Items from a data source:
┌──

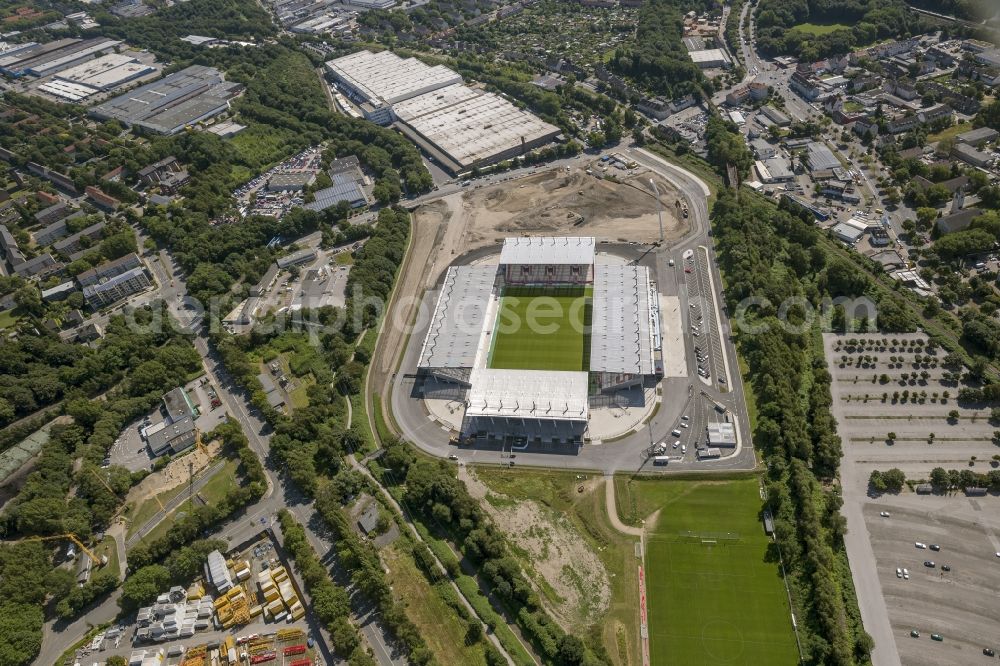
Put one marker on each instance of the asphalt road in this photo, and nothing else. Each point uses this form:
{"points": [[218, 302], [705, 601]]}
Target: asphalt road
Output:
{"points": [[629, 453], [173, 503]]}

└──

## WHAT YOU ARE ASKED TO DO
Where a line in the entries holds "asphalt", copy that line.

## WORKED SOLUTION
Put one marker on each instance of the asphalt road in this photo, and nothing else. Each point uses this form:
Target: asphalt road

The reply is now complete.